WHAT NEEDS TO BE DONE
Gather each line of the records below that contains the word "Where", and list those lines in order.

INPUT FOR THIS TASK
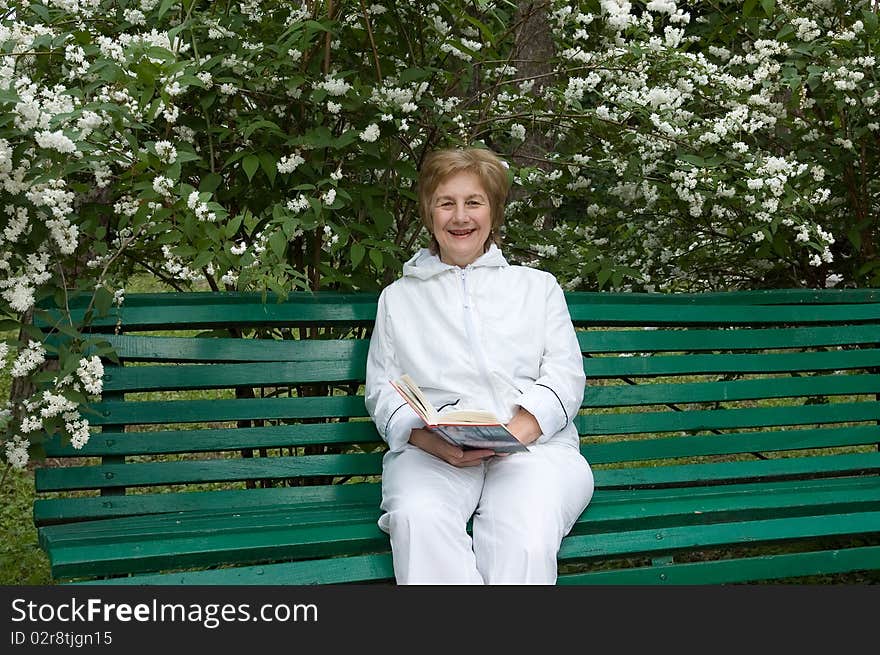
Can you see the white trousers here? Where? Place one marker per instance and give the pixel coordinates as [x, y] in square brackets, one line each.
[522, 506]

---

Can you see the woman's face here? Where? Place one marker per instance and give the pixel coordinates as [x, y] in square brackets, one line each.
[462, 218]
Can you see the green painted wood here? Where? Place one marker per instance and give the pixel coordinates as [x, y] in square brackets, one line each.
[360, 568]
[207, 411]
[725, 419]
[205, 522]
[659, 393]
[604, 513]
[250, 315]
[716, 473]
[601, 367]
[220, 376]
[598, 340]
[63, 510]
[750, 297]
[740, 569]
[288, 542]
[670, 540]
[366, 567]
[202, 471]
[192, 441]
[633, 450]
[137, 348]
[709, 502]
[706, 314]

TASK SOLUTION
Can you see the white trousers here? Where? Place one marker per instance and give the pixel coordinates as [x, y] in square brackets, one line each.
Can you see the woman's face here? Where? Place one marker per instance and give the pixel coordinates as [x, y] in square brackets, one line each.
Can you see the green painted wood here? Where? Place one marker per instance and give the pixel coordinates as [x, y] in square brackets, one line each.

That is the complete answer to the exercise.